▸ Supplied records:
◇ ◇ ◇

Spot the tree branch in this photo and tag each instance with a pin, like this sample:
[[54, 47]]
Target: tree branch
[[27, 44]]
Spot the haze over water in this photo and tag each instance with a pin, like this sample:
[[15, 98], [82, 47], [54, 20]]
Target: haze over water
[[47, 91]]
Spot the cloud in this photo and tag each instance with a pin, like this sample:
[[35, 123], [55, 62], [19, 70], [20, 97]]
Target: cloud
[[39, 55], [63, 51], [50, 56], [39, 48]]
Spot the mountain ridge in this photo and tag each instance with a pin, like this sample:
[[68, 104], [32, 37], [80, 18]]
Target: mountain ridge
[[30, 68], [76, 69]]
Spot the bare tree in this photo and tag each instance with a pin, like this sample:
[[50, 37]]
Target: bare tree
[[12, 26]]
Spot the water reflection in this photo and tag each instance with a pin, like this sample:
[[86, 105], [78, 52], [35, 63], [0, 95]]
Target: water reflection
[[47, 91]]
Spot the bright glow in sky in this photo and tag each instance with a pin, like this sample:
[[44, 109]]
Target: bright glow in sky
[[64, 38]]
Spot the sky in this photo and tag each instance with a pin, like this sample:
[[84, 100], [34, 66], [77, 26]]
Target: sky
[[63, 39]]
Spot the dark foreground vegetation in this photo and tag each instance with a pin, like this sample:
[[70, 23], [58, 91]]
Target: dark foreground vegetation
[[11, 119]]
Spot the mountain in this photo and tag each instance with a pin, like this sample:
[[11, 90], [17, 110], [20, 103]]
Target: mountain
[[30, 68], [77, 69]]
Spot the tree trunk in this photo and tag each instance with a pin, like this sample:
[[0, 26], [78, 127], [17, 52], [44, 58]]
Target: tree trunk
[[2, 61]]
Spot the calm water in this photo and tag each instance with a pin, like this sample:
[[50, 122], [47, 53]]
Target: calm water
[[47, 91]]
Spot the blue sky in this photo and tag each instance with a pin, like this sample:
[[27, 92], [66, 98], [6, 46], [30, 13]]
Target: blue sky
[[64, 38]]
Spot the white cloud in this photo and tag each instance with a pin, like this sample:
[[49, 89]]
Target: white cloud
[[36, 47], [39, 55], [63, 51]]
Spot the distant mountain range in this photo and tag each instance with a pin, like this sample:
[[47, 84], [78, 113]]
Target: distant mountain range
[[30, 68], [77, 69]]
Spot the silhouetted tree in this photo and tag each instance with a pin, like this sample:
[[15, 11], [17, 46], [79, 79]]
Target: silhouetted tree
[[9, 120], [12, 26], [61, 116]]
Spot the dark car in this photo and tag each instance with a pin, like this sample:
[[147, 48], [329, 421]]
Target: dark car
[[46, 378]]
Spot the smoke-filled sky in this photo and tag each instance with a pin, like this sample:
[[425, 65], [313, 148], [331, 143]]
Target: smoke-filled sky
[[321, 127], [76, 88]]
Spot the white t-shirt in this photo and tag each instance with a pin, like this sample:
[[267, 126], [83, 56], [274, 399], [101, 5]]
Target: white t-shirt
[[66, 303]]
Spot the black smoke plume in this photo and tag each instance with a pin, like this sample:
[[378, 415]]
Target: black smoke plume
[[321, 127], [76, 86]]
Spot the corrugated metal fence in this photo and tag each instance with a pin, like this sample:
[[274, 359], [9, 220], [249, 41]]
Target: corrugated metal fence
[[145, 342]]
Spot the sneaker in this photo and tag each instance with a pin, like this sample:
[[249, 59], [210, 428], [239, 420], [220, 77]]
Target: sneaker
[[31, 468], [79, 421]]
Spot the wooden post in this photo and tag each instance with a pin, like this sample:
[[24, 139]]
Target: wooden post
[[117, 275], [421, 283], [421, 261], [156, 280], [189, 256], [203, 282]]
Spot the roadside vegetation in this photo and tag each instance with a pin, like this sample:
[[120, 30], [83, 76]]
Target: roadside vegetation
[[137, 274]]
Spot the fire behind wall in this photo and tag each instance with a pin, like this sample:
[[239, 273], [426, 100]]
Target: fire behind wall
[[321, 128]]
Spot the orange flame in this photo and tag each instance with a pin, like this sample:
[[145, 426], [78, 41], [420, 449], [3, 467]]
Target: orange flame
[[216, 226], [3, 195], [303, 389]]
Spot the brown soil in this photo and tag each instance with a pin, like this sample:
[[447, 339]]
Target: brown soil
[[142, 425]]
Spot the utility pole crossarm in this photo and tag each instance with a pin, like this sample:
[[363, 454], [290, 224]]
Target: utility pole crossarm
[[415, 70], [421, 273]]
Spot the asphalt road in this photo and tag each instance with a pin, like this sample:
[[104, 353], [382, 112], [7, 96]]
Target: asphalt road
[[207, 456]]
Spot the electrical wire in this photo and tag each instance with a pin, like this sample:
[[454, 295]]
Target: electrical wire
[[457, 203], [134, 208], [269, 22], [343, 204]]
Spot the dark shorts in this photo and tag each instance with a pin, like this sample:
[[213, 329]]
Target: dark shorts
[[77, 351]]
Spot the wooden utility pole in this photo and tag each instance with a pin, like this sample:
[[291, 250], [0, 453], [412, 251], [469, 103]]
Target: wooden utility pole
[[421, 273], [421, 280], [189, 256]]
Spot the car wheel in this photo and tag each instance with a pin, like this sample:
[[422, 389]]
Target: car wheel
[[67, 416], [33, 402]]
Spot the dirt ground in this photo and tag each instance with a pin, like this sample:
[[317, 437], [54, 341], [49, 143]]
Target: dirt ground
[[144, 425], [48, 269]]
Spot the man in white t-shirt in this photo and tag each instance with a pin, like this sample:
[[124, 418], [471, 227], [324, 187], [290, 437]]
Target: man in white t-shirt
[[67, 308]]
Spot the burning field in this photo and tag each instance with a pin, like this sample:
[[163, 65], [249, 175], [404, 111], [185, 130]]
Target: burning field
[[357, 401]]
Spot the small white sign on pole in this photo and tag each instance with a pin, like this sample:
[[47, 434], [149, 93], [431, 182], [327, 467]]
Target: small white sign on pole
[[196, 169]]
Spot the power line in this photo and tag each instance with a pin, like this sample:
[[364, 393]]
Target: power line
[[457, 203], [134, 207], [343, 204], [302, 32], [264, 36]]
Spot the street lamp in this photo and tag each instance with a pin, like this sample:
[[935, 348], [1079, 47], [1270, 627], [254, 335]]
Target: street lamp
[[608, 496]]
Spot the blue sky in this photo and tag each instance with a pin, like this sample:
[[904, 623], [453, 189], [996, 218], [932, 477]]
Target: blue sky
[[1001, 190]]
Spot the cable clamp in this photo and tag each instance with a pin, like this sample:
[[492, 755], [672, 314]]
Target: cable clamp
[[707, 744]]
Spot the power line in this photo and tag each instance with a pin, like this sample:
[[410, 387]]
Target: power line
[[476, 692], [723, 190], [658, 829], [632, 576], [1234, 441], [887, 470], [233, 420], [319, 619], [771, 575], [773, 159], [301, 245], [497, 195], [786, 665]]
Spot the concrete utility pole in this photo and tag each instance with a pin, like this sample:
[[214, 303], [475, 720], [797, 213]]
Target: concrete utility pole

◇ ◇ ◇

▸ Exercise goal:
Can you swap "dark shorts" for "black shorts" in the part of the material that opens with the line containing "Spot the electrical" and closes with the line containing "[[77, 351]]", and return only those lines with everything else left the same?

▸ Reply:
Spot the electrical wire in this photo and tag each instance with a pin, like this sample:
[[454, 295]]
Target: electrical wire
[[457, 203], [134, 208], [269, 22], [343, 204]]
Spot the black shorts in this photo and tag each instance with a pin, like this sample:
[[213, 329]]
Target: black shorts
[[77, 351]]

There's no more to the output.